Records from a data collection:
◆ ◆ ◆
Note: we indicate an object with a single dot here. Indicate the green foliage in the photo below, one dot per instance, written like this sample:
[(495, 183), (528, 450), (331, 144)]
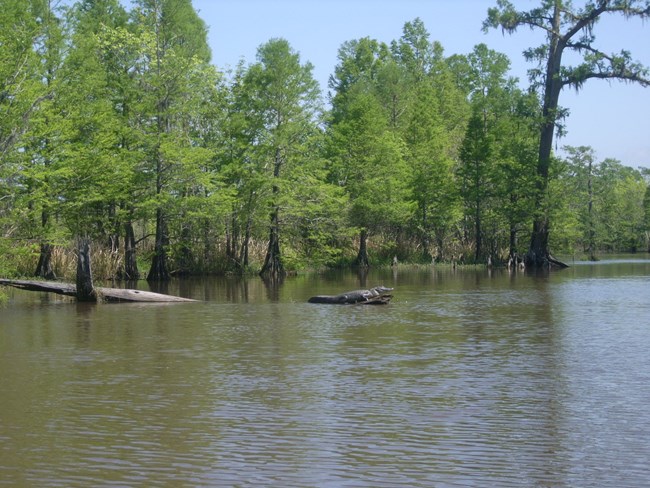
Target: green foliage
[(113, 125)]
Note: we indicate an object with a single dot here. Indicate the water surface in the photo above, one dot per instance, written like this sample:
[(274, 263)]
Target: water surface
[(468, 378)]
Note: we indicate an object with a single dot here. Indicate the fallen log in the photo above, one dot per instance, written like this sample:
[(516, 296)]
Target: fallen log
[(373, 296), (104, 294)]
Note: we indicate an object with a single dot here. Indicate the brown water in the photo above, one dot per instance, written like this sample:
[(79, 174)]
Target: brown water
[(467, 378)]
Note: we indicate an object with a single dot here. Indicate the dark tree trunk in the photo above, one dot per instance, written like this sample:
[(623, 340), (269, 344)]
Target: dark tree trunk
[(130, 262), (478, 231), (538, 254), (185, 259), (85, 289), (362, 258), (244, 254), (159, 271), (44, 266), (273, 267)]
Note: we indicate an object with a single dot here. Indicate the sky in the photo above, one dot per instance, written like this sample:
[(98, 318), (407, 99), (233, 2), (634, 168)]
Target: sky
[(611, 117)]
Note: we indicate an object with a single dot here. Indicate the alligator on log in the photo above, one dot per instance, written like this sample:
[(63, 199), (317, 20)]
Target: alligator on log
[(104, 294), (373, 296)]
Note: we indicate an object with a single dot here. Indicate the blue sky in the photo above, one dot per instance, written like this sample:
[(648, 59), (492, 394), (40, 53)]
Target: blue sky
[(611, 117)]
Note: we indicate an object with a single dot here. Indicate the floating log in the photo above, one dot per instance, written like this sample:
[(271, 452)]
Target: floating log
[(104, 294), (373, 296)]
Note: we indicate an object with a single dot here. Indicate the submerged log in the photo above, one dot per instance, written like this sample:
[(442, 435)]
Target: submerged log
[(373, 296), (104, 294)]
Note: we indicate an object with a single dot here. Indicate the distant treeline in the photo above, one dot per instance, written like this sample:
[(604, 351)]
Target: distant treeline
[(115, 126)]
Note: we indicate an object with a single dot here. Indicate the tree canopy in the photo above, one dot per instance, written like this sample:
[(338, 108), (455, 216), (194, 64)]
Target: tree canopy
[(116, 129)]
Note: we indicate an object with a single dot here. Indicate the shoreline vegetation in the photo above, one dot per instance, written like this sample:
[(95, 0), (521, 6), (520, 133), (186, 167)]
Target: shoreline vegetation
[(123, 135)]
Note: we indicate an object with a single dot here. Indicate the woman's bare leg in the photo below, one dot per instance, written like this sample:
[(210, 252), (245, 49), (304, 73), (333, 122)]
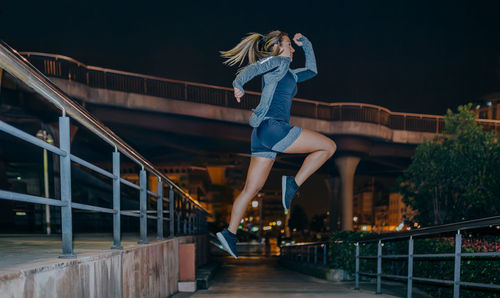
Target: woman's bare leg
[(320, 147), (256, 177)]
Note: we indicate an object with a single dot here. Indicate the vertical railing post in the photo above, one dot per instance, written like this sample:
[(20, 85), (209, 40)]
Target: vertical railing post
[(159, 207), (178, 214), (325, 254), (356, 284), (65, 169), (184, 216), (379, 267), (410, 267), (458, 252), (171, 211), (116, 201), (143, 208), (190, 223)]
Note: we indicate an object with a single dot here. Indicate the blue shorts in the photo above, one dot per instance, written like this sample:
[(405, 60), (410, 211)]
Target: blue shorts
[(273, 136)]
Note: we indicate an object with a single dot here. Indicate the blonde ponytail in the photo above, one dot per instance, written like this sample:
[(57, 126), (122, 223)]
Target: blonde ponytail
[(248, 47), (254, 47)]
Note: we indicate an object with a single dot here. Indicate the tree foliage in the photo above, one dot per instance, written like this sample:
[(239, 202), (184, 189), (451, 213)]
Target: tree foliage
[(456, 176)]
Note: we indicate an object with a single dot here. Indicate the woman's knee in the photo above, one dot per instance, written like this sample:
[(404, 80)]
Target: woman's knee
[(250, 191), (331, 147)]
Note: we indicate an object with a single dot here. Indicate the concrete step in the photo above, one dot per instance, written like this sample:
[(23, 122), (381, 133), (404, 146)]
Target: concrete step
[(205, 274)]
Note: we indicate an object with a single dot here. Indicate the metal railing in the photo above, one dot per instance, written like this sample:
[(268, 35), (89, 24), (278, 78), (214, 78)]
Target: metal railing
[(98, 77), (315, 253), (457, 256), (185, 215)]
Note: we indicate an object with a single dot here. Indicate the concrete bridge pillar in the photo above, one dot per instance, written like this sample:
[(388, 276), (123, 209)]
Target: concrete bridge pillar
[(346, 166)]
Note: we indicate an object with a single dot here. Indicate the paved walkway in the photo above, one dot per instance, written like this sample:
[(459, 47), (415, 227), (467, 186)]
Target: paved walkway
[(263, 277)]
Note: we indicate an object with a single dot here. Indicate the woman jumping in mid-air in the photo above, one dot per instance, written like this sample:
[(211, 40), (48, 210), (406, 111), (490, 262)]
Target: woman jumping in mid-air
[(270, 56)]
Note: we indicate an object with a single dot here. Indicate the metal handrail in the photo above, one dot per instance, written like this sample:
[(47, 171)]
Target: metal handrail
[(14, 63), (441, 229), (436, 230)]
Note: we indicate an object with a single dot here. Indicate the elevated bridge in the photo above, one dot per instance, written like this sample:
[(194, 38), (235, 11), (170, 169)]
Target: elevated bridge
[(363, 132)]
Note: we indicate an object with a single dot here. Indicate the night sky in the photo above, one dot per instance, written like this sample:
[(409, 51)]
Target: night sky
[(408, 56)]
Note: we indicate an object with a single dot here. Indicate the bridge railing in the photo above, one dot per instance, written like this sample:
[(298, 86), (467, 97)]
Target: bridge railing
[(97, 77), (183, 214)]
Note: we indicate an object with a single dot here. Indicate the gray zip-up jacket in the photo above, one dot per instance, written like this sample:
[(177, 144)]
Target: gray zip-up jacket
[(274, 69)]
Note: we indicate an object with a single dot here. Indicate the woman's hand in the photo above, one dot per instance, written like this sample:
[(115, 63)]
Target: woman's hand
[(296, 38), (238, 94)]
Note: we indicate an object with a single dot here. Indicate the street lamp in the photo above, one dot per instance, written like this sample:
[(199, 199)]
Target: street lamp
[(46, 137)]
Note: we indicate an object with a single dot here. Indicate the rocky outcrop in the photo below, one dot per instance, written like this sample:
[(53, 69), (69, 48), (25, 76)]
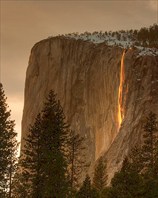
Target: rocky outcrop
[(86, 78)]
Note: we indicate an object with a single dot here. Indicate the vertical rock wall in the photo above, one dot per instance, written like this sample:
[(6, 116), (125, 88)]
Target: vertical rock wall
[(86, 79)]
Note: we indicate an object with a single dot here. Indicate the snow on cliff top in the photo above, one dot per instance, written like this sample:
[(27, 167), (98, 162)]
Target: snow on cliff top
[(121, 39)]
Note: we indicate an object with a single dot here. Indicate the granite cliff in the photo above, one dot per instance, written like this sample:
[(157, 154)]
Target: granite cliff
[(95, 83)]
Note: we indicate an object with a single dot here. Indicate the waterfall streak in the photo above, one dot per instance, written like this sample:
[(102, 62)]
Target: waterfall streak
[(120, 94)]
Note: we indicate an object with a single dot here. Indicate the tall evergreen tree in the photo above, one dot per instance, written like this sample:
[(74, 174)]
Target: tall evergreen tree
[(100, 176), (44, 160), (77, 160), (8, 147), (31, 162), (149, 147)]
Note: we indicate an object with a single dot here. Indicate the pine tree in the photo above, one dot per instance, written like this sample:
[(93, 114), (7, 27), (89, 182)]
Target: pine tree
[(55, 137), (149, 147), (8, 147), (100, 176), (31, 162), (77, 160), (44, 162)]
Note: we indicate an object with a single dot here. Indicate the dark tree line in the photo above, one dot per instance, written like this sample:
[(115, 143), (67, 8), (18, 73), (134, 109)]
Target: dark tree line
◆ ◆ ◆
• _What this task involves_: Return each line in the records that holds the string "below".

• _Answer for the task_:
Note: we indicate an object with a single dot here. Indicate the green foliage in the photo below, one dot per instance, written like this sample:
Note: we indicate an object with a single dot here. Indicate the woman's bare leg in the photo below, one dot per instance, written like this sample:
Note: we indicate an object with a single dot here. Indicate the rocky outcrop in the photo below, one dot per instance, written like this sample:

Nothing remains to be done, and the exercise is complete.